Aim: Extract the passage of the Form 8-K excerpt below from "The closing of" up to and including "the Purchase Agreement.", copying it word for word.

Text extract:
Item 1.01 Entry into a Material Definitive Agreement.
     On September 9, 2010, Nabors Industries, Inc. (“Nabors”), a wholly owned subsidiary of Nabors Industries Ltd. (the “Company”), and the Company entered into a purchase agreement (the “Purchase Agreement”) under which Nabors agreed to sell $700 million aggregate principal amount of its 5.0% Senior Notes due 2020 (the “Notes”) to UBS Securities LLC, Citigroup Global Markets Inc., Deutsche Bank Securities Inc., Mizuho Securities USA Inc., Banc of America Securities LLC, Morgan Stanley & Co. Incorporated, HSBC Securities (USA) Inc., PNC Capital Markets LLC and Scotia Capital (USA) Inc. (collectively, the “Initial Purchasers”). The Notes are fully and unconditionally guaranteed by the Company. A copy of the Purchase Agreement is included in this Form 8-K as Exhibit 4.1, incorporated herein by reference and hereby filed; it should be read in its entirety for a complete description of its provisions and the summary in this report is qualified in its entirety by the text of such provisions.
     The closing of the sale of the Notes occurred on September 14, 2010. Nabors sold the Notes to the Initial Purchasers in reliance on the exemption from registration provided by Section 4(2) of the Securities Act of 1933, as amended (the “Securities Act”). The Initial Purchasers then sold the Notes to qualified institutional buyers pursuant to the exemption from registration provided by Rule 144A and Regulation S under the Securities Act. Nabors relied on these exemptions from registration based in part on representations made by the Initial Purchasers in the Purchase Agreement.

Extracted records:
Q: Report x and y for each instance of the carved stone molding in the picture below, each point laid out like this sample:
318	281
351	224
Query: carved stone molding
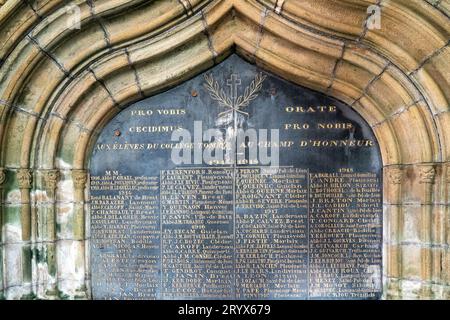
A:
427	174
79	178
447	173
24	178
2	177
51	178
395	176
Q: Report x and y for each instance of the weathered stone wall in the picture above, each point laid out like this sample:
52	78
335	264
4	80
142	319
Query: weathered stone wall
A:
59	85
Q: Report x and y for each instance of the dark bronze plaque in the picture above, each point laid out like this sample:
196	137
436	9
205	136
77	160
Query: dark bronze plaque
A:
192	216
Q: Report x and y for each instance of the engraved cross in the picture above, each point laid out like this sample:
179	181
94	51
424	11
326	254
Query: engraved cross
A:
233	83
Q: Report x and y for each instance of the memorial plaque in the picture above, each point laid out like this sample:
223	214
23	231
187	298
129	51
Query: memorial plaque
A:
236	185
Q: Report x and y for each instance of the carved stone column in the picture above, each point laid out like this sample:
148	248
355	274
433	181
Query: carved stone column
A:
446	264
394	254
79	182
427	174
25	182
2	181
48	230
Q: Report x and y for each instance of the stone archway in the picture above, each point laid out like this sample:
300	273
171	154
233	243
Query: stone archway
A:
60	85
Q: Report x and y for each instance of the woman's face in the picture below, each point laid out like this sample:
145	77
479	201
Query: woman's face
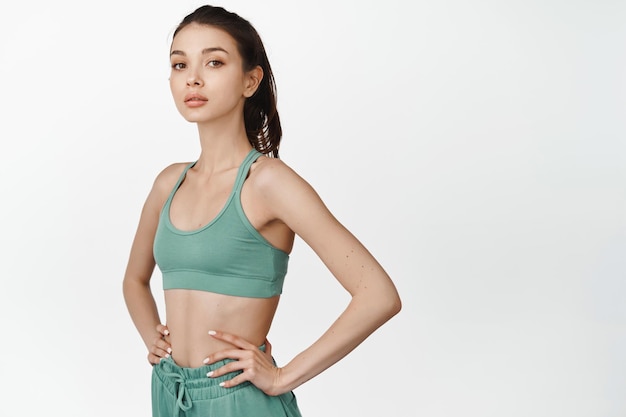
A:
207	80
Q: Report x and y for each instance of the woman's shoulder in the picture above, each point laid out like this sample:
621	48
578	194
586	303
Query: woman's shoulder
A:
268	171
167	178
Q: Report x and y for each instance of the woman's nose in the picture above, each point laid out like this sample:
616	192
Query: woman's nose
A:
194	79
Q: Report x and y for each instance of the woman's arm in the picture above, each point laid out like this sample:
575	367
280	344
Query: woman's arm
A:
374	296
136	285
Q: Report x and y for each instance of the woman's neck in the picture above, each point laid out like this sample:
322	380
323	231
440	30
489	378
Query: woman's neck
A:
222	146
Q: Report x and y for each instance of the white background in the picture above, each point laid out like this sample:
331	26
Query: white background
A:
477	148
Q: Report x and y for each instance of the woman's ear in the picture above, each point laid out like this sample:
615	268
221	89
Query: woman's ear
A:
252	81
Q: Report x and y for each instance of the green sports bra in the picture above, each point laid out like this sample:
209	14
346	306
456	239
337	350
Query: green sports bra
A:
227	256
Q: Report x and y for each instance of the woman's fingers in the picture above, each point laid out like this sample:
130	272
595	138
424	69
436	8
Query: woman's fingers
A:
160	348
255	365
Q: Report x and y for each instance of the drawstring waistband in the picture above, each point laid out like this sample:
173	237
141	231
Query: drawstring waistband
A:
183	401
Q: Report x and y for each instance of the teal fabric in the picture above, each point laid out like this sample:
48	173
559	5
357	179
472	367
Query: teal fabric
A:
188	392
227	256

Task result:
The closing of the sale of the Notes occurred on September 14, 2010. Nabors sold the Notes to the Initial Purchasers in reliance on the exemption from registration provided by Section 4(2) of the Securities Act of 1933, as amended (the “Securities Act”). The Initial Purchasers then sold the Notes to qualified institutional buyers pursuant to the exemption from registration provided by Rule 144A and Regulation S under the Securities Act. Nabors relied on these exemptions from registration based in part on representations made by the Initial Purchasers in the Purchase Agreement.